● What you are asked to do
Write out everything from "Junior civil servants" down to "build on them." in the passage on Pakistan's civil service, switching "bureaucrats" to "officials" wherever it occurs.

● Source document
=====

But Haque goes beyond just pointing out such waste. His central argument is that the government does not work for ordinary Pakistanis because it has set up a perfect system to maximise wealth for its own senior members and to ensure that there is no internal dissent within the civil service.
Junior civil servants run local governments, mid-level bureaucrats run the provinces, and the senior-most babus run the federal government. At each level, the bureaucrats are paid very little, but given access to homes, cars, and servants, the kind of luxuries one would expect to be able to afford only in the later stages of a highly successful career in the private sector.
At each level, bureaucrats are charged with decisions on where to allocate government resources, and how to allow private resources to be allocated across urban Pakistan. And at every level, bureaucrats are reminded that while they may be living large, they are cash poor, a situation that will only be remedied upon retirement, or close to retirement, when they get their plots of land and houses to build on them.

=====

[Dataset entries]
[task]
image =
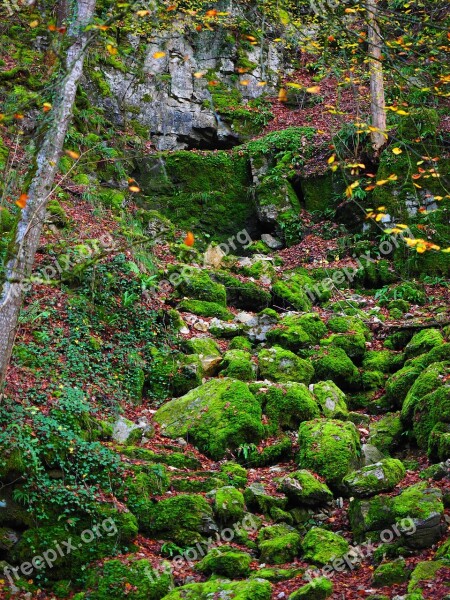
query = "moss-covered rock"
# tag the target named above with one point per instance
(258, 500)
(333, 363)
(199, 285)
(246, 295)
(321, 546)
(426, 572)
(229, 505)
(133, 580)
(330, 448)
(252, 589)
(277, 364)
(225, 561)
(331, 400)
(280, 549)
(301, 487)
(205, 309)
(238, 365)
(291, 293)
(429, 380)
(217, 416)
(287, 405)
(423, 341)
(183, 519)
(318, 589)
(390, 573)
(380, 477)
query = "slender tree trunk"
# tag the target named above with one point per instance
(33, 216)
(377, 97)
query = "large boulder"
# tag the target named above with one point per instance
(277, 364)
(218, 416)
(382, 476)
(330, 448)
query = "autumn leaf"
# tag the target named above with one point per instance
(189, 240)
(22, 201)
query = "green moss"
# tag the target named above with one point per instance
(205, 309)
(302, 487)
(330, 448)
(234, 474)
(199, 285)
(225, 561)
(373, 479)
(334, 364)
(321, 546)
(319, 589)
(245, 295)
(238, 364)
(272, 454)
(286, 406)
(290, 292)
(217, 416)
(426, 383)
(131, 580)
(183, 519)
(423, 341)
(240, 343)
(425, 572)
(385, 433)
(229, 505)
(390, 573)
(238, 590)
(280, 550)
(277, 364)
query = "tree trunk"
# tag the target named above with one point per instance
(33, 216)
(377, 97)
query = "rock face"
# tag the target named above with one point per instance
(179, 109)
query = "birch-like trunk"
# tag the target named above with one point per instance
(377, 96)
(33, 216)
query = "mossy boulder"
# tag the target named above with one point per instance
(290, 292)
(129, 580)
(429, 380)
(318, 589)
(183, 519)
(388, 574)
(321, 546)
(330, 448)
(353, 344)
(204, 308)
(238, 364)
(331, 400)
(278, 544)
(252, 589)
(198, 284)
(423, 341)
(426, 572)
(382, 476)
(229, 505)
(302, 487)
(334, 364)
(218, 416)
(277, 364)
(287, 405)
(226, 561)
(245, 295)
(259, 500)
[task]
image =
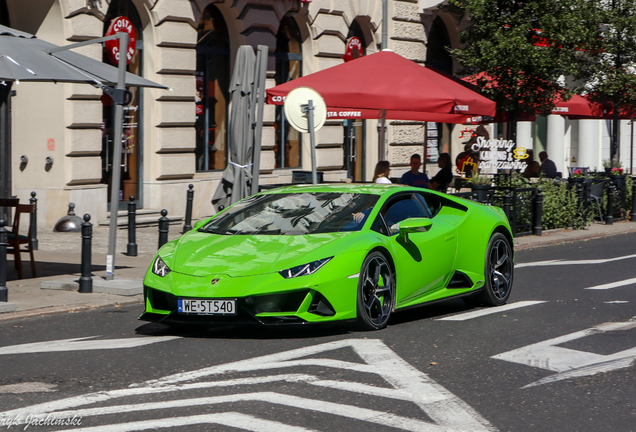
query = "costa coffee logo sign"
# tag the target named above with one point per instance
(353, 50)
(120, 24)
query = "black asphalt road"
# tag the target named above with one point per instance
(453, 359)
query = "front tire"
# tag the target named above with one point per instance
(376, 292)
(499, 271)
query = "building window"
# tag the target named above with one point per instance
(288, 67)
(212, 81)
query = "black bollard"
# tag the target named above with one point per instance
(34, 221)
(609, 219)
(163, 228)
(538, 213)
(131, 249)
(86, 280)
(4, 291)
(633, 219)
(188, 222)
(508, 205)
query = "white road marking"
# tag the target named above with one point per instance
(231, 419)
(573, 262)
(614, 284)
(489, 311)
(80, 344)
(447, 412)
(569, 363)
(29, 387)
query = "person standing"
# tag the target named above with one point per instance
(382, 170)
(548, 167)
(414, 177)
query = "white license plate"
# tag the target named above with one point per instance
(207, 306)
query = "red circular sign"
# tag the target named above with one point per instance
(120, 24)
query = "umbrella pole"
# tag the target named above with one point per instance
(116, 177)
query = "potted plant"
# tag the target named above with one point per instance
(480, 184)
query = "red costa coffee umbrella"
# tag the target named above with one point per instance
(581, 107)
(387, 85)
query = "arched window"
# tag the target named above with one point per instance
(131, 145)
(288, 67)
(213, 72)
(354, 129)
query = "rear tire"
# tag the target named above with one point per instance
(499, 271)
(376, 292)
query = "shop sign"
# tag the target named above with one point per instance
(500, 154)
(353, 50)
(120, 24)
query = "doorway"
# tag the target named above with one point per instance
(131, 140)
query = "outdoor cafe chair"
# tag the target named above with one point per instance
(15, 239)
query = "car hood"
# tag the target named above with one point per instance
(203, 254)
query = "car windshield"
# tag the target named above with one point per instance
(294, 214)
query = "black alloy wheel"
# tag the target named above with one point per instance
(376, 292)
(499, 271)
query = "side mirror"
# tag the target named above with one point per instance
(412, 225)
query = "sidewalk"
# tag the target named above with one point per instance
(59, 255)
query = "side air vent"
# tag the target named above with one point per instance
(460, 280)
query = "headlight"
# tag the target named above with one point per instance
(305, 269)
(160, 268)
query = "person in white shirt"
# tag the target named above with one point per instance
(382, 170)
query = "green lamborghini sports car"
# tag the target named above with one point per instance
(331, 252)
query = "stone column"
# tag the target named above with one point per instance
(524, 134)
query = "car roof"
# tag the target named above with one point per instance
(364, 188)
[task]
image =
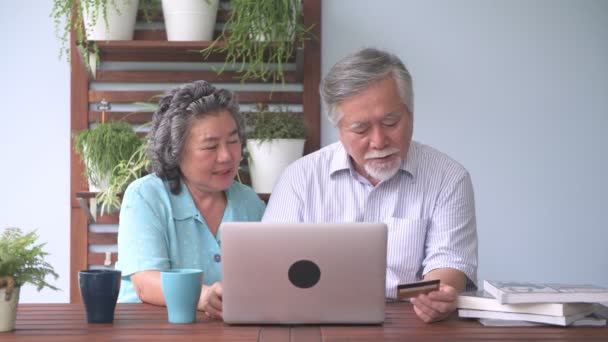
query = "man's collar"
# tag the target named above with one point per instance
(341, 160)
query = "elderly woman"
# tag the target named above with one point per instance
(171, 217)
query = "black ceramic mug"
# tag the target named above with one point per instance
(99, 291)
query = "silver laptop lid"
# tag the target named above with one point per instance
(303, 273)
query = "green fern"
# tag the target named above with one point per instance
(281, 124)
(105, 146)
(23, 259)
(260, 37)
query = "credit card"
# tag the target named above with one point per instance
(414, 289)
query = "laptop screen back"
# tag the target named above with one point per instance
(303, 273)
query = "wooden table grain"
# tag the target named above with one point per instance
(143, 322)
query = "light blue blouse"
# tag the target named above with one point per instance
(159, 230)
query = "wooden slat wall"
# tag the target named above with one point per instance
(150, 46)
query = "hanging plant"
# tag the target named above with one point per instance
(259, 38)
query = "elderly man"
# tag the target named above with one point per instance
(376, 173)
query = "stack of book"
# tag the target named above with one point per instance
(527, 304)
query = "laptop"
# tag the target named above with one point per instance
(303, 273)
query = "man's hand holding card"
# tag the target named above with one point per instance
(414, 289)
(432, 301)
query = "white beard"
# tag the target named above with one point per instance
(382, 170)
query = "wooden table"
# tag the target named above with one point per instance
(143, 322)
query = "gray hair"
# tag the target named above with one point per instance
(171, 124)
(358, 71)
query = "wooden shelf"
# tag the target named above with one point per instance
(144, 50)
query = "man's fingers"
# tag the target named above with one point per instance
(213, 312)
(421, 311)
(445, 293)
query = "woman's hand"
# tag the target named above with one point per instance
(210, 301)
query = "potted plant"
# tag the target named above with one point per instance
(261, 37)
(103, 147)
(275, 140)
(101, 20)
(21, 262)
(122, 175)
(190, 20)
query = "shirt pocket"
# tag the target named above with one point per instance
(405, 247)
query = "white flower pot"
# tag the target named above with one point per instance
(8, 310)
(268, 159)
(190, 20)
(121, 21)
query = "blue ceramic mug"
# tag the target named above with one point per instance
(99, 291)
(181, 289)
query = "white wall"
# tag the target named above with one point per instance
(34, 136)
(517, 91)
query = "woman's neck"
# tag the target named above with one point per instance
(206, 200)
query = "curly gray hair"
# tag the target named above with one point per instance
(359, 70)
(172, 120)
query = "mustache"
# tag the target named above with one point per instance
(381, 153)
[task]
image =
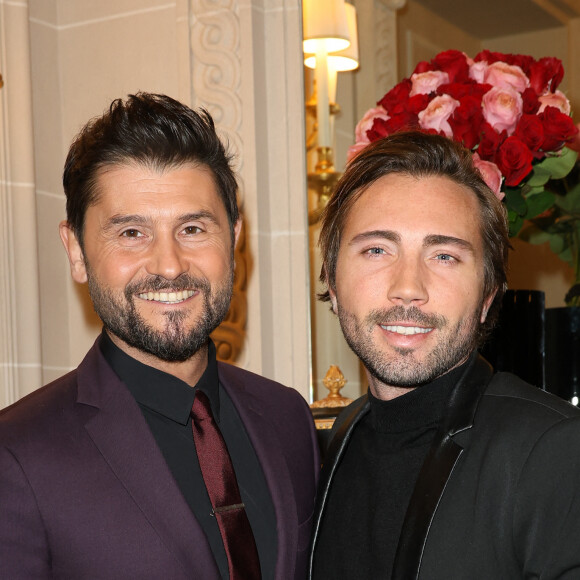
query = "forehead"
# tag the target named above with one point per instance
(416, 207)
(119, 186)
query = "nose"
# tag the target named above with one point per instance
(166, 258)
(408, 282)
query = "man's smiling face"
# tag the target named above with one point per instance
(409, 280)
(158, 257)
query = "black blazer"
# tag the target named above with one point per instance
(498, 496)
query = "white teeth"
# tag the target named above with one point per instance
(406, 330)
(167, 297)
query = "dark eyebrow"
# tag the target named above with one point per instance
(438, 239)
(383, 234)
(120, 220)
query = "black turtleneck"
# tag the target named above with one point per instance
(374, 482)
(166, 403)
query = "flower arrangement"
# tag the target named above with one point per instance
(507, 109)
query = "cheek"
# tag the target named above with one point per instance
(115, 268)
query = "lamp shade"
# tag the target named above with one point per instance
(325, 26)
(346, 59)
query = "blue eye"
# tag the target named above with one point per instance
(190, 230)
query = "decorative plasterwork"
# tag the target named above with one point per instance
(386, 43)
(216, 73)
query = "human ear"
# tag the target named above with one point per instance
(74, 252)
(237, 231)
(331, 293)
(487, 305)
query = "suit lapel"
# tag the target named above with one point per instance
(267, 446)
(437, 468)
(338, 444)
(122, 436)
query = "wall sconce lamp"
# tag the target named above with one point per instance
(330, 45)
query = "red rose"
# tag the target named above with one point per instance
(466, 121)
(558, 128)
(490, 141)
(530, 130)
(524, 61)
(454, 63)
(514, 160)
(531, 104)
(398, 95)
(546, 74)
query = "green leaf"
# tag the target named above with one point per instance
(570, 203)
(557, 244)
(539, 203)
(566, 255)
(540, 176)
(515, 223)
(515, 201)
(558, 166)
(534, 235)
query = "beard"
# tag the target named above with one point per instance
(176, 342)
(403, 369)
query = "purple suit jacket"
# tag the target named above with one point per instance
(85, 492)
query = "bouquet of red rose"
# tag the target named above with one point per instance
(507, 109)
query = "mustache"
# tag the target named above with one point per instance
(159, 283)
(402, 314)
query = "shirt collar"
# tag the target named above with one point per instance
(162, 392)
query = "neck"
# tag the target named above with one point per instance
(188, 371)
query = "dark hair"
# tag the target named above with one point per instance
(419, 155)
(152, 130)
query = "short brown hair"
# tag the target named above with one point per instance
(147, 129)
(419, 155)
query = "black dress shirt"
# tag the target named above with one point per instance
(166, 403)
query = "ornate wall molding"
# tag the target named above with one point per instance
(386, 44)
(216, 72)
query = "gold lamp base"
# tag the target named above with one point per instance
(323, 182)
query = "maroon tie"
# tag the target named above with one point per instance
(220, 480)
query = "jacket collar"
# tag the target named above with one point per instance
(119, 431)
(433, 477)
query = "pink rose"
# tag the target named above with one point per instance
(557, 99)
(500, 74)
(502, 108)
(575, 143)
(477, 71)
(436, 115)
(491, 175)
(367, 121)
(427, 82)
(354, 150)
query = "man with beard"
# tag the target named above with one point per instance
(444, 471)
(151, 459)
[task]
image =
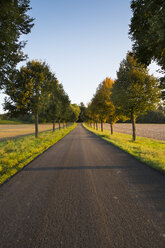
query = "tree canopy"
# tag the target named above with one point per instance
(14, 21)
(134, 91)
(147, 30)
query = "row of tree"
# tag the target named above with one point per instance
(33, 89)
(130, 95)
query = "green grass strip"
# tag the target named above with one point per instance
(16, 153)
(151, 152)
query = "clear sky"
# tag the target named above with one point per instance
(83, 41)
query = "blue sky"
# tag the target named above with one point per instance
(83, 41)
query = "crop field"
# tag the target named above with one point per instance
(9, 131)
(152, 131)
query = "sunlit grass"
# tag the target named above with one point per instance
(151, 152)
(16, 153)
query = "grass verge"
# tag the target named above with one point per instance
(151, 152)
(13, 122)
(16, 153)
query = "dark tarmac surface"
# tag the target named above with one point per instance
(83, 193)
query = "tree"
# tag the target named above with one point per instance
(147, 30)
(134, 91)
(14, 22)
(29, 90)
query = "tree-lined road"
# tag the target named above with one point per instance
(83, 193)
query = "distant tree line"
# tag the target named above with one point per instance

=====

● Written response
Junior civil servants run local governments, mid-level officials run the provinces, and the senior-most babus run the federal government. At each level, the officials are paid very little, but given access to homes, cars, and servants, the kind of luxuries one would expect to be able to afford only in the later stages of a highly successful career in the private sector.
At each level, officials are charged with decisions on where to allocate government resources, and how to allow private resources to be allocated across urban Pakistan. And at every level, officials are reminded that while they may be living large, they are cash poor, a situation that will only be remedied upon retirement, or close to retirement, when they get their plots of land and houses to build on them.